Please filter the entries below, copying out every line that contains the word "white". Case counts.

## start Entries

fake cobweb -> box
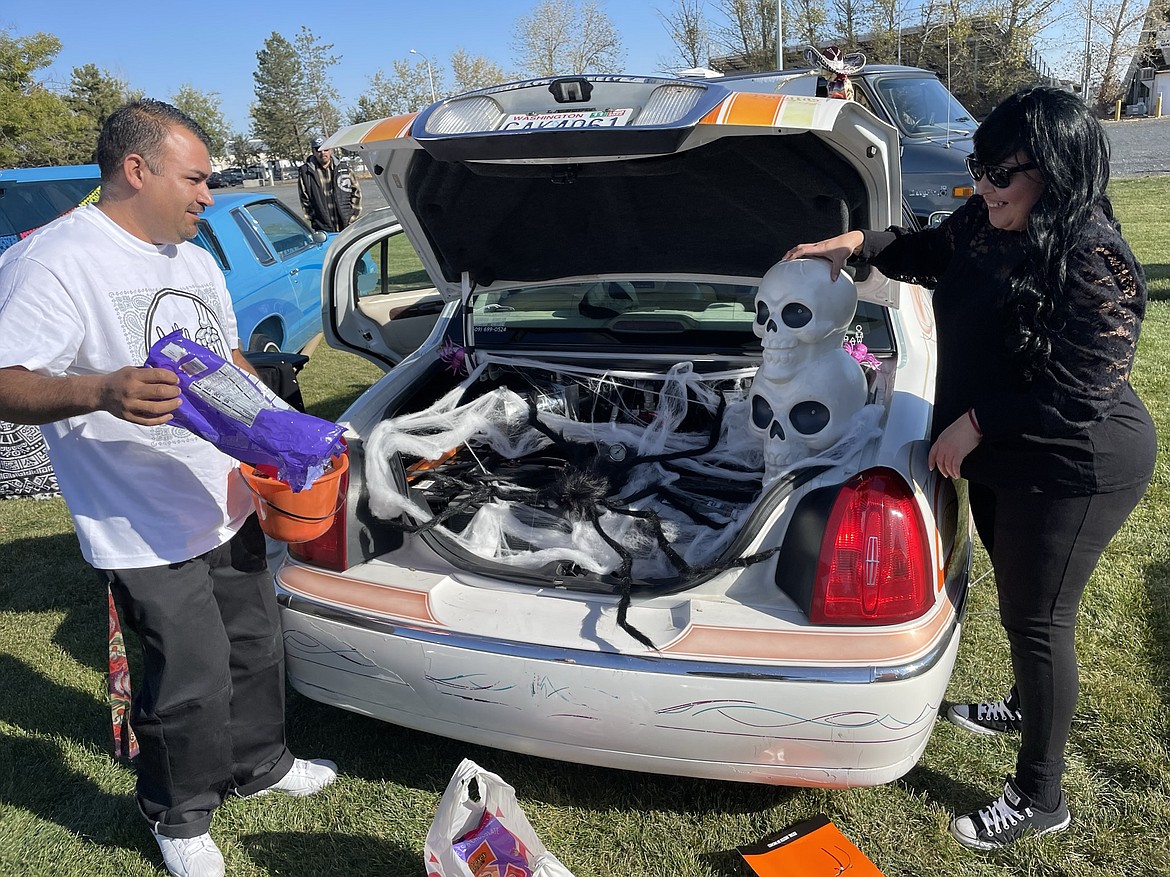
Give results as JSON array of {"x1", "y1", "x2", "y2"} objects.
[{"x1": 366, "y1": 354, "x2": 879, "y2": 593}]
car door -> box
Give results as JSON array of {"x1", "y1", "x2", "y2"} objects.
[{"x1": 322, "y1": 207, "x2": 445, "y2": 371}]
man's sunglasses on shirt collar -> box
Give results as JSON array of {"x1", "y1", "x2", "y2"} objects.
[{"x1": 966, "y1": 152, "x2": 1035, "y2": 188}]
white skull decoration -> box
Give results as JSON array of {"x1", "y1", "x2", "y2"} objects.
[
  {"x1": 752, "y1": 258, "x2": 858, "y2": 381},
  {"x1": 750, "y1": 260, "x2": 867, "y2": 483}
]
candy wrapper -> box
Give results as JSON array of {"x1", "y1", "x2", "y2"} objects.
[
  {"x1": 146, "y1": 331, "x2": 344, "y2": 492},
  {"x1": 452, "y1": 810, "x2": 532, "y2": 877},
  {"x1": 422, "y1": 758, "x2": 573, "y2": 877}
]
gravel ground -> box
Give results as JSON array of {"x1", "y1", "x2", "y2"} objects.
[{"x1": 1104, "y1": 116, "x2": 1170, "y2": 177}]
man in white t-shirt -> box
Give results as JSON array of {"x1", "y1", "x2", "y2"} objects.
[{"x1": 0, "y1": 101, "x2": 337, "y2": 877}]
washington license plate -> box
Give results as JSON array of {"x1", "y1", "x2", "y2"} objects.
[{"x1": 500, "y1": 106, "x2": 634, "y2": 131}]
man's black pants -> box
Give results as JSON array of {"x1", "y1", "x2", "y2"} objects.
[
  {"x1": 970, "y1": 483, "x2": 1145, "y2": 810},
  {"x1": 104, "y1": 516, "x2": 293, "y2": 837}
]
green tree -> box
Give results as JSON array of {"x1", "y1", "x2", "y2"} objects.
[
  {"x1": 295, "y1": 25, "x2": 342, "y2": 134},
  {"x1": 250, "y1": 30, "x2": 312, "y2": 159},
  {"x1": 66, "y1": 64, "x2": 129, "y2": 141},
  {"x1": 658, "y1": 0, "x2": 710, "y2": 69},
  {"x1": 512, "y1": 0, "x2": 626, "y2": 76},
  {"x1": 349, "y1": 61, "x2": 443, "y2": 124},
  {"x1": 0, "y1": 28, "x2": 94, "y2": 167},
  {"x1": 226, "y1": 133, "x2": 259, "y2": 167},
  {"x1": 713, "y1": 0, "x2": 793, "y2": 70},
  {"x1": 171, "y1": 82, "x2": 230, "y2": 158},
  {"x1": 446, "y1": 48, "x2": 514, "y2": 94}
]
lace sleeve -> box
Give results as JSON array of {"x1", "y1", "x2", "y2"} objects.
[
  {"x1": 861, "y1": 201, "x2": 976, "y2": 289},
  {"x1": 979, "y1": 236, "x2": 1145, "y2": 436}
]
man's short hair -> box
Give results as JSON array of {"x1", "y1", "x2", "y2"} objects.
[{"x1": 95, "y1": 98, "x2": 212, "y2": 182}]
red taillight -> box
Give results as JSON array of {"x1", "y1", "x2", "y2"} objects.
[
  {"x1": 289, "y1": 456, "x2": 351, "y2": 572},
  {"x1": 808, "y1": 469, "x2": 932, "y2": 624}
]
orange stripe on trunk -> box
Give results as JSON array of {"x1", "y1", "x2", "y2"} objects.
[
  {"x1": 700, "y1": 94, "x2": 784, "y2": 127},
  {"x1": 362, "y1": 112, "x2": 419, "y2": 143}
]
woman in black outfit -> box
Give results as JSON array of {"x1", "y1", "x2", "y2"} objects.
[{"x1": 785, "y1": 88, "x2": 1156, "y2": 849}]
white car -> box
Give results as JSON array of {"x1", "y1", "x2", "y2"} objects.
[{"x1": 277, "y1": 76, "x2": 971, "y2": 787}]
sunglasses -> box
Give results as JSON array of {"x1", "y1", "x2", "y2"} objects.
[{"x1": 966, "y1": 152, "x2": 1035, "y2": 188}]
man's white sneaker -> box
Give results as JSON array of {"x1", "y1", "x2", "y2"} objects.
[
  {"x1": 248, "y1": 758, "x2": 337, "y2": 797},
  {"x1": 151, "y1": 831, "x2": 225, "y2": 877}
]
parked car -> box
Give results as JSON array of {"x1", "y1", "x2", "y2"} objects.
[
  {"x1": 0, "y1": 165, "x2": 329, "y2": 498},
  {"x1": 721, "y1": 64, "x2": 977, "y2": 226},
  {"x1": 194, "y1": 193, "x2": 332, "y2": 353},
  {"x1": 276, "y1": 76, "x2": 971, "y2": 787},
  {"x1": 0, "y1": 165, "x2": 330, "y2": 353},
  {"x1": 0, "y1": 165, "x2": 102, "y2": 253}
]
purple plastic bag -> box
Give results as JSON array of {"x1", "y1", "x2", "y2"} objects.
[{"x1": 146, "y1": 331, "x2": 345, "y2": 492}]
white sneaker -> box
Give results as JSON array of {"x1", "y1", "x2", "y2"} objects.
[
  {"x1": 151, "y1": 831, "x2": 225, "y2": 877},
  {"x1": 248, "y1": 758, "x2": 337, "y2": 797}
]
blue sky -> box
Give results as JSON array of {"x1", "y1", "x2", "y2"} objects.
[
  {"x1": 0, "y1": 0, "x2": 674, "y2": 132},
  {"x1": 0, "y1": 0, "x2": 1079, "y2": 133}
]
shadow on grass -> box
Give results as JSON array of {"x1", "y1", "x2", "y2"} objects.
[
  {"x1": 238, "y1": 831, "x2": 422, "y2": 877},
  {"x1": 897, "y1": 764, "x2": 998, "y2": 815},
  {"x1": 0, "y1": 532, "x2": 109, "y2": 674},
  {"x1": 1142, "y1": 264, "x2": 1170, "y2": 302},
  {"x1": 0, "y1": 655, "x2": 111, "y2": 743},
  {"x1": 0, "y1": 733, "x2": 142, "y2": 857},
  {"x1": 1144, "y1": 560, "x2": 1170, "y2": 748}
]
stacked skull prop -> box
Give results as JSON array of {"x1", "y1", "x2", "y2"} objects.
[{"x1": 750, "y1": 258, "x2": 866, "y2": 483}]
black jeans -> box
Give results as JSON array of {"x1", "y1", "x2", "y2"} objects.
[
  {"x1": 104, "y1": 516, "x2": 293, "y2": 837},
  {"x1": 970, "y1": 482, "x2": 1145, "y2": 810}
]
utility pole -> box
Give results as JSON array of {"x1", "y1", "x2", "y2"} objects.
[
  {"x1": 776, "y1": 0, "x2": 784, "y2": 70},
  {"x1": 1081, "y1": 0, "x2": 1093, "y2": 104},
  {"x1": 411, "y1": 49, "x2": 439, "y2": 103}
]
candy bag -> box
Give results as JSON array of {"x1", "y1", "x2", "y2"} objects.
[
  {"x1": 452, "y1": 810, "x2": 532, "y2": 877},
  {"x1": 146, "y1": 331, "x2": 344, "y2": 492},
  {"x1": 422, "y1": 758, "x2": 573, "y2": 877}
]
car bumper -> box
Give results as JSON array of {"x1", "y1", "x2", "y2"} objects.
[{"x1": 277, "y1": 570, "x2": 961, "y2": 788}]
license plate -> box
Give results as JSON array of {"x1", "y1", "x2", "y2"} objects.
[{"x1": 500, "y1": 106, "x2": 634, "y2": 131}]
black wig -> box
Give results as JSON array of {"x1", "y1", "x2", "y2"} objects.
[{"x1": 975, "y1": 85, "x2": 1113, "y2": 377}]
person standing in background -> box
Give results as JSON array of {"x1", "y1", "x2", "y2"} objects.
[
  {"x1": 785, "y1": 87, "x2": 1157, "y2": 850},
  {"x1": 297, "y1": 134, "x2": 362, "y2": 232}
]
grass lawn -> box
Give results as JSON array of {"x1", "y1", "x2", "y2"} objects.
[{"x1": 0, "y1": 175, "x2": 1170, "y2": 877}]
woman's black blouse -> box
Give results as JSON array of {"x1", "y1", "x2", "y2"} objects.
[{"x1": 860, "y1": 195, "x2": 1156, "y2": 495}]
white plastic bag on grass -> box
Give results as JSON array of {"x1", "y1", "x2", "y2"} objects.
[{"x1": 424, "y1": 758, "x2": 573, "y2": 877}]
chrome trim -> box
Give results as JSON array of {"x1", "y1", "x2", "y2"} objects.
[{"x1": 276, "y1": 582, "x2": 961, "y2": 685}]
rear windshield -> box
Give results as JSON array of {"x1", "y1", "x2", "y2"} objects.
[
  {"x1": 472, "y1": 279, "x2": 894, "y2": 355},
  {"x1": 0, "y1": 178, "x2": 99, "y2": 236}
]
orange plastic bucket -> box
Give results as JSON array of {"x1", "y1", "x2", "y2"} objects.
[{"x1": 240, "y1": 454, "x2": 350, "y2": 543}]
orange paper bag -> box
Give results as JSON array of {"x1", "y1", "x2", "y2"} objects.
[{"x1": 736, "y1": 816, "x2": 882, "y2": 877}]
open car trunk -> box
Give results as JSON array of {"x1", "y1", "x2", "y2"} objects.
[{"x1": 364, "y1": 305, "x2": 893, "y2": 593}]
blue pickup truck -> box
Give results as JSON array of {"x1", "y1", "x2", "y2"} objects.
[{"x1": 0, "y1": 165, "x2": 332, "y2": 353}]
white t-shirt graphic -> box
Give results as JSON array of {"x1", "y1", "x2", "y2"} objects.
[{"x1": 0, "y1": 206, "x2": 252, "y2": 569}]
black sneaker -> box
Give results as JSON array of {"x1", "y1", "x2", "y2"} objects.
[
  {"x1": 947, "y1": 697, "x2": 1023, "y2": 737},
  {"x1": 950, "y1": 776, "x2": 1071, "y2": 850}
]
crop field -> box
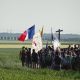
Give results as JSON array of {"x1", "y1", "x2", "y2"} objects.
[
  {"x1": 0, "y1": 41, "x2": 69, "y2": 48},
  {"x1": 0, "y1": 42, "x2": 80, "y2": 80}
]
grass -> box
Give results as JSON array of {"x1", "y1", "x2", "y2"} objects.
[{"x1": 0, "y1": 48, "x2": 80, "y2": 80}]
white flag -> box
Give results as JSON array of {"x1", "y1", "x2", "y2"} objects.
[{"x1": 32, "y1": 32, "x2": 42, "y2": 52}]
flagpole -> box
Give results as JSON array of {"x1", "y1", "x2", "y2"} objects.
[{"x1": 51, "y1": 27, "x2": 53, "y2": 45}]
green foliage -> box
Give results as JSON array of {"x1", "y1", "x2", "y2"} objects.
[{"x1": 0, "y1": 48, "x2": 80, "y2": 80}]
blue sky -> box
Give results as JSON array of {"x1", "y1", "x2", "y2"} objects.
[{"x1": 0, "y1": 0, "x2": 80, "y2": 34}]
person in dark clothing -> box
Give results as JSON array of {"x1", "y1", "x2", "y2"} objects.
[
  {"x1": 32, "y1": 49, "x2": 38, "y2": 68},
  {"x1": 75, "y1": 50, "x2": 80, "y2": 71},
  {"x1": 54, "y1": 51, "x2": 61, "y2": 70},
  {"x1": 26, "y1": 48, "x2": 32, "y2": 67},
  {"x1": 20, "y1": 47, "x2": 25, "y2": 66}
]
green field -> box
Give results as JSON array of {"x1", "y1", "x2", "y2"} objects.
[{"x1": 0, "y1": 48, "x2": 80, "y2": 80}]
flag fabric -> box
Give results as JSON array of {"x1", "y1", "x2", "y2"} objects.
[
  {"x1": 32, "y1": 32, "x2": 42, "y2": 52},
  {"x1": 41, "y1": 27, "x2": 43, "y2": 37},
  {"x1": 52, "y1": 34, "x2": 60, "y2": 51},
  {"x1": 51, "y1": 27, "x2": 53, "y2": 41},
  {"x1": 18, "y1": 25, "x2": 35, "y2": 41},
  {"x1": 18, "y1": 31, "x2": 27, "y2": 41}
]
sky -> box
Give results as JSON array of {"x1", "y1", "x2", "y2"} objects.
[{"x1": 0, "y1": 0, "x2": 80, "y2": 34}]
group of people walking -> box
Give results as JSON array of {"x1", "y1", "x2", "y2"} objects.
[{"x1": 20, "y1": 45, "x2": 80, "y2": 70}]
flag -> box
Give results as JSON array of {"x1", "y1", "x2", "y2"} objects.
[
  {"x1": 52, "y1": 34, "x2": 60, "y2": 51},
  {"x1": 40, "y1": 27, "x2": 43, "y2": 37},
  {"x1": 18, "y1": 25, "x2": 35, "y2": 41},
  {"x1": 32, "y1": 32, "x2": 42, "y2": 52},
  {"x1": 51, "y1": 27, "x2": 53, "y2": 42}
]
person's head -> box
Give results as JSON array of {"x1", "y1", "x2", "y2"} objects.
[
  {"x1": 33, "y1": 49, "x2": 35, "y2": 53},
  {"x1": 22, "y1": 46, "x2": 25, "y2": 50}
]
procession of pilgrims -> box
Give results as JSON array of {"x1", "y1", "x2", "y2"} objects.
[
  {"x1": 19, "y1": 45, "x2": 80, "y2": 71},
  {"x1": 19, "y1": 25, "x2": 80, "y2": 71}
]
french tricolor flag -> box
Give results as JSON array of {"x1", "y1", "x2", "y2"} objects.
[{"x1": 18, "y1": 25, "x2": 35, "y2": 41}]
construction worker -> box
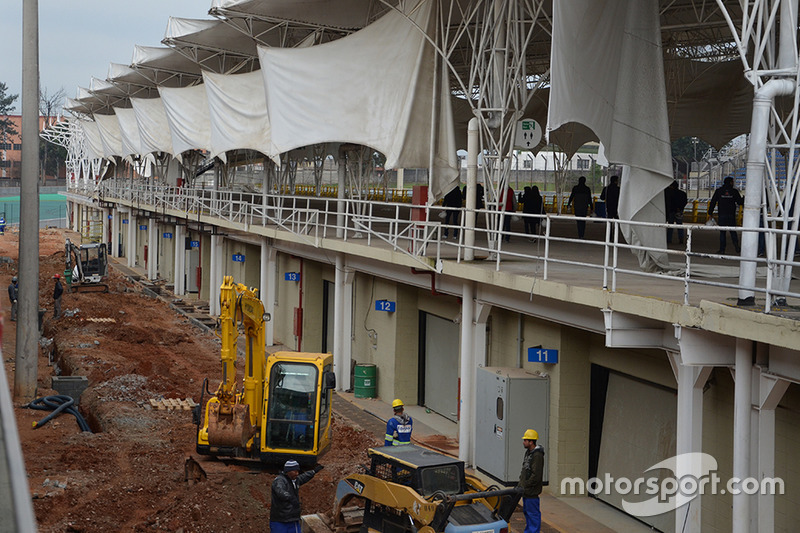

## end Entries

Result for this exercise:
white skull decoration -> box
man in white t-shirt -> box
white car -> box
man's white sneaker -> box
white sneaker -> box
white plastic bag on grass -> box
white t-shirt graphic -> box
white flag -> box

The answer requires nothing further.